_Given problem a_
Recast the lines of the listing below, from the line with "A note for the class: find the green trailer" up to and including the line with "<point>258,122</point>", as a Markdown table with the columns Row and Listing line, leaving out blank lines.
──────── Passage given ────────
From the bard of the Beat Generation, Jack Kerouac's Maggie Cassidy is a profoundly moving, autobiographical novel of adolescence and first love

One of the dozen books written by Jack Kerouac in the early and mid-1950s, Maggie Cassidy was not published until 1959, after the appearance of On the Road had made its author famous overnight. Long out of print, this touching novel of adolescent love in a New England mill...

Customer Reviews

5 ratings

Jack's Best Kept Secret

When Kerouac was good he was superb. This is young love in a glorious, mind-bending nutshell. Beautifully written and deeply felt. When I was much younger and had experienced my first brutal betrayal in life, this novel was my greatest comfort. Kerouac had uncanny vision into the human heart, and was capable of expressing the awful paradox of young love, the joy and pain of it, it terms that were never sentimental, and often quietly heroic.A poetic, lovely book.

An Eternity Brunette Called Night

Kerouac had a real talent for capturing the dream of life in words. When I read his books the memories and images are almost palatable. He has the hypnotic effect that all writers dream about and aim for. The fact that he had to draw on his own life for inspiration is both his strength and his failing. Rather, it was a failing that he was able to turn into a strength. Early in his career Kerouac attempted to write normal fiction. His first book The Town & the City is an unfocused mess that lies somewhere between a novel and a memoir. By the time On the Road came scrolling out of his typewriter, Kerouac had figured out his method. Thereafter, he would write his memoirs but he would use a novelist's approach. Freeing himself from the task of inventing stories (which he never quite learned to do properly) he was able to concentrate on capturing the dramas and textures of his own life. Some of the books he subsequently produced by this method were merely self-indulgent meditations on memories that only Kerouac himself could have possibly have been interested in, but other books tell stories that have a more universal appeal and a touching drama at the heart of them. Maggie Cassidy is such a book. It tells the tale of the loss of first love. It takes an unconvential approach as love stories go. Kerouac includes all sorts of scenes and details that seem almost beside the point, and bare little connection to the main plot; the friends playing hookey, his eating crackers in the empty house, the blizzarding birthday party, the track meet. In the end, the book is less the story of a love affair, as it is a meditation on the time in his life when he was in love. It captures that sense of magic that being in love gives to everything around you. Kerouac has also taken a peculair approach to their characters and events in the story. Everything and everyone seems to be viewed from a distance and in soft focus, achieving a very haunting effect. The people don't seem to be present. They seem like ghosts fading away, and everything feels like it happened a long, long, time ago. You get the sense that Kerouac would like to change alot of how all this turned out, but it's all too far away, locked in the irretrievable past, and all he can do now is share with us his sadness and regret.
──────── Data entries ────────
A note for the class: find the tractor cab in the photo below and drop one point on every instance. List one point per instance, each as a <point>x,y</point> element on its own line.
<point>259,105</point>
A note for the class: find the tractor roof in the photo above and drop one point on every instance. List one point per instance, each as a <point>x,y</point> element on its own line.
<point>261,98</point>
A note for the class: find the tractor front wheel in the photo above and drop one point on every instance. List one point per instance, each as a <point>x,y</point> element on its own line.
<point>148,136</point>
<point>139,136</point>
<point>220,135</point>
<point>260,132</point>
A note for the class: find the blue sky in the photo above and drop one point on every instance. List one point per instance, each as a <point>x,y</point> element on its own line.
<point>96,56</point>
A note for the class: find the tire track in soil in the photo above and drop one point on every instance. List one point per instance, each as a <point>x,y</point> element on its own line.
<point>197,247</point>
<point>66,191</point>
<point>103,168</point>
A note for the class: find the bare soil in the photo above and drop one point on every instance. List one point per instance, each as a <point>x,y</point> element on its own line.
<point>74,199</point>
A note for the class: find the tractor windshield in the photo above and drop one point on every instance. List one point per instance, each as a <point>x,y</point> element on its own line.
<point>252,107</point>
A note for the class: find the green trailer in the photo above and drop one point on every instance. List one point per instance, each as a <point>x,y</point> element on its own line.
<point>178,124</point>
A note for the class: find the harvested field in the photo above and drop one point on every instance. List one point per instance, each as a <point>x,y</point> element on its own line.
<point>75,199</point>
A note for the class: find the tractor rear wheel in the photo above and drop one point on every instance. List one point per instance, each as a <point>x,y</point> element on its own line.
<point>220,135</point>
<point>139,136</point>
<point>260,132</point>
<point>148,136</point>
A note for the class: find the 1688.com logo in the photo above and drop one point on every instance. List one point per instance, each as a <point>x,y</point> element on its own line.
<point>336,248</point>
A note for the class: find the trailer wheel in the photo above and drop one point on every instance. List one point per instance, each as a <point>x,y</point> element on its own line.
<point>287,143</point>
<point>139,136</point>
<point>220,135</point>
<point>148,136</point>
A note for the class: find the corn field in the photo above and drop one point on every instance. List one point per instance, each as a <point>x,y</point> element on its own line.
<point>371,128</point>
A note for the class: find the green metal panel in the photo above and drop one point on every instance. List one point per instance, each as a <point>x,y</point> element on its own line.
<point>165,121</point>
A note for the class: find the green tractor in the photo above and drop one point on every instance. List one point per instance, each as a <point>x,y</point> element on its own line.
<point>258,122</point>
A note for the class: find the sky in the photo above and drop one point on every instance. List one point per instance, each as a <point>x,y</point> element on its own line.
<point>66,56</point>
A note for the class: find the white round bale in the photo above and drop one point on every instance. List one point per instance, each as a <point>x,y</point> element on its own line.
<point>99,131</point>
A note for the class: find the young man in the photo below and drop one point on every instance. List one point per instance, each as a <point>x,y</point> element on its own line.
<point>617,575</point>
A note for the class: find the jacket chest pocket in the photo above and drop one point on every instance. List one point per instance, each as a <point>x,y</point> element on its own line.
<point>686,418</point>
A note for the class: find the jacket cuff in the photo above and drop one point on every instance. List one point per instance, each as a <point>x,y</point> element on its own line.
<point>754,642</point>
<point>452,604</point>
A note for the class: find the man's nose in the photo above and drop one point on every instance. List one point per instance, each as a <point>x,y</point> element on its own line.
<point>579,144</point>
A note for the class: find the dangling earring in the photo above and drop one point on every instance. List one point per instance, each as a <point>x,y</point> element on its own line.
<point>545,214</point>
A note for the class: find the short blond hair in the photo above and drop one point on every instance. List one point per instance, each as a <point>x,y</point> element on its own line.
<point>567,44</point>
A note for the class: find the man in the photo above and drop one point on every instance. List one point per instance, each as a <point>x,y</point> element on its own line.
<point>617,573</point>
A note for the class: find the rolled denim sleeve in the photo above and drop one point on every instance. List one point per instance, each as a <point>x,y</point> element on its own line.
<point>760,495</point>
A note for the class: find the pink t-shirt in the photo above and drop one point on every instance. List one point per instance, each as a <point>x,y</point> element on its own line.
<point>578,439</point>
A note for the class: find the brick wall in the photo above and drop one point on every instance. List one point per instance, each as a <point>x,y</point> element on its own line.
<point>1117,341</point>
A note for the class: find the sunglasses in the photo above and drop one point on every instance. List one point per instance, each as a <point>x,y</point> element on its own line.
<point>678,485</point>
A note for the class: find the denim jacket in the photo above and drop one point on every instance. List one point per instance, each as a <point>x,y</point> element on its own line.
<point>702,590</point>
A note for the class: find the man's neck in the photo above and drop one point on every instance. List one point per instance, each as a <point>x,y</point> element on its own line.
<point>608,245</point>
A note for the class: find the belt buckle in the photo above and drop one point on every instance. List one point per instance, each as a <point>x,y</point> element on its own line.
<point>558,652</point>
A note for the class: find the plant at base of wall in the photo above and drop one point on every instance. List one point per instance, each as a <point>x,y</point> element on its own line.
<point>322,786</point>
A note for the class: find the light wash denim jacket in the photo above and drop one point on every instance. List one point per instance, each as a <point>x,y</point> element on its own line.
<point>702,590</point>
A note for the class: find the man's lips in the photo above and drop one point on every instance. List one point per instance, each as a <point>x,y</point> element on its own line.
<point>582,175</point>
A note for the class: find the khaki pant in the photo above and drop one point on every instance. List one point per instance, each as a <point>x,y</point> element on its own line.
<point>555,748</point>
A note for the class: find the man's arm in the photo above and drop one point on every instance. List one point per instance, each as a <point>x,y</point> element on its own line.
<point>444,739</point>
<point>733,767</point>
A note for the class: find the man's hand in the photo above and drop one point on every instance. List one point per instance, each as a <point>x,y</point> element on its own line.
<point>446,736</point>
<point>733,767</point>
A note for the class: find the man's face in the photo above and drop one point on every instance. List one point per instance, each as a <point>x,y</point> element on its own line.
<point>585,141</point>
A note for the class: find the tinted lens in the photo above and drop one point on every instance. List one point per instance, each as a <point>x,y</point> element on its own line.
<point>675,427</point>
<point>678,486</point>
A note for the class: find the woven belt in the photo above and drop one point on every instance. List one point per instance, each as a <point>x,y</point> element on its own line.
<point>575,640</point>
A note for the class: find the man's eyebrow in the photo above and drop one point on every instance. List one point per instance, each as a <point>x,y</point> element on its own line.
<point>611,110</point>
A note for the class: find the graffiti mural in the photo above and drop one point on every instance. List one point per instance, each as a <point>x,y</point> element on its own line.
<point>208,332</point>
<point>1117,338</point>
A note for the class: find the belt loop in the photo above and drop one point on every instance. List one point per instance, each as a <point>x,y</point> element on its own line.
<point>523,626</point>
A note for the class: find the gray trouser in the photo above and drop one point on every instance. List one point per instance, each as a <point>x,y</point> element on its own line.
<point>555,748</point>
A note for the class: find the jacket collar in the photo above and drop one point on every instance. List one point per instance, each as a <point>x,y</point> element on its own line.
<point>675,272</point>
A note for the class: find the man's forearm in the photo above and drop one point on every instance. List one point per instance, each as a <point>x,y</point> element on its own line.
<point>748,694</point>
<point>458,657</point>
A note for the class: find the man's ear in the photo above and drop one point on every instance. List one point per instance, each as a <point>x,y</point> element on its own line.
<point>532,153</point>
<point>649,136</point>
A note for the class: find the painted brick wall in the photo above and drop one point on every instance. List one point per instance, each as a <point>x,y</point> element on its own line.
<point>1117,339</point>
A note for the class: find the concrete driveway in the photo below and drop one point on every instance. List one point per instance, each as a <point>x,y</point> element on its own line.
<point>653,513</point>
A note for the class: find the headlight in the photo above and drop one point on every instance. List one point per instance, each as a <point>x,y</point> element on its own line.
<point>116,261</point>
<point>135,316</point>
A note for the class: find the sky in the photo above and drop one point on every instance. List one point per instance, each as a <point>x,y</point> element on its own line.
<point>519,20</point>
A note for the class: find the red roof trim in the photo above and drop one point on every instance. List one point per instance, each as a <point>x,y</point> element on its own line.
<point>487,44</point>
────────
_Given problem b_
Extend the Maggie Cassidy reviews above past their final sentence.

_Written reply a_
| Row | Listing line |
|---|---|
| 1 | A note for the class: find the green trailer in the photo above and drop one point on every instance. List one point per instance, each as a <point>x,y</point> element on its own line. |
| 2 | <point>178,124</point> |
| 3 | A note for the class: find the harvested field in the photo above and drop one point on every instance. List one point per instance, each as a <point>x,y</point> element on its own line. |
| 4 | <point>75,199</point> |
| 5 | A note for the class: find the tractor rear wheel in the photo above and drop one point on every instance. List one point per instance, each as a <point>x,y</point> element on its own line. |
| 6 | <point>220,135</point> |
| 7 | <point>139,136</point> |
| 8 | <point>260,132</point> |
| 9 | <point>148,136</point> |
| 10 | A note for the class: find the 1688.com logo in the photo above and drop one point on every instance. List one point per instance, each as a <point>x,y</point> element on its own line. |
| 11 | <point>336,248</point> |
| 12 | A note for the class: find the trailer wheel in the photo above and drop one point on every instance. List one point per instance, each as a <point>x,y</point> element on its own line. |
| 13 | <point>287,143</point> |
| 14 | <point>139,136</point> |
| 15 | <point>220,135</point> |
| 16 | <point>148,136</point> |
| 17 | A note for the class: find the corn field in the photo above and drop one point on every instance. List one point per instance, each as a <point>x,y</point> element on its own line. |
| 18 | <point>371,128</point> |
| 19 | A note for the class: find the green metal panel in the photo above and drop one point on every instance. List one point per instance, each as a <point>x,y</point> element on its own line. |
| 20 | <point>165,121</point> |
| 21 | A note for the class: find the green tractor in the photo above and drop one point on every instance. List one point per instance, each as a <point>x,y</point> element on its own line. |
| 22 | <point>258,122</point> |

_Written reply b_
An overlooked kerouac gem

Whenever people talk of Kerouac, they're going to start talking about On the Road, The Dharma Bums or The Subterreaneans. You can't blame them, after all they are the best known of Kerouac's works, and they're all fine novels. Yet too often Kerouac's lesser works go unnoticed, such as Desolation Angels, Dr. Sax...and Maggie Cassidy. Out of all the Kerouac books I've read, I don't think one has ever made me feel so much, in this case it really took me back to my own adolescence. Much like Kerouac (here called Jack Dulouz) I had my own circle of friends in high school that I ran with on a regular basis and I saw many mirror images of them in Jack's group. And much like Dulouz, I hardly ever see them nowadays. And of course, I had my own Maggie Cassidy. It's amazing the similarity of how much Jack and Maggie's relationship ended and how mine and my girlfriend's ended. It was just a gradual end, we both lost interest in each other and our relationship end in spirit long before we ended it officially. We had both met other people and I had come to the realization that I was too young to be tied down to one person, which I think Dulouz realizes in the end also. And then there are the descriptions that Kerouac gives. It's often been said that his books are poetry and that is most certainly true in this case. The way he describes the snowy New England nights is absolutely beautiful and the way he portrays Maggie you can tell he genuinely felt for her. There are always nuggets of wisdom to be found in Kerouac's book, some insight that he sticks in the middle of his prose/poetry, and there is one in here. He is watching the clock in his living room and what he says is amazing; I won't spoil it for you, you'll just have to read it yourself. Another reviewer said skip On the Road and go straight for Maggie Cassidy. I don't know if I would go that far, but defintely read it afterwards. The narrative structure in both is pretty straightforward, and both make you feel the moment that Jack was living in at the time.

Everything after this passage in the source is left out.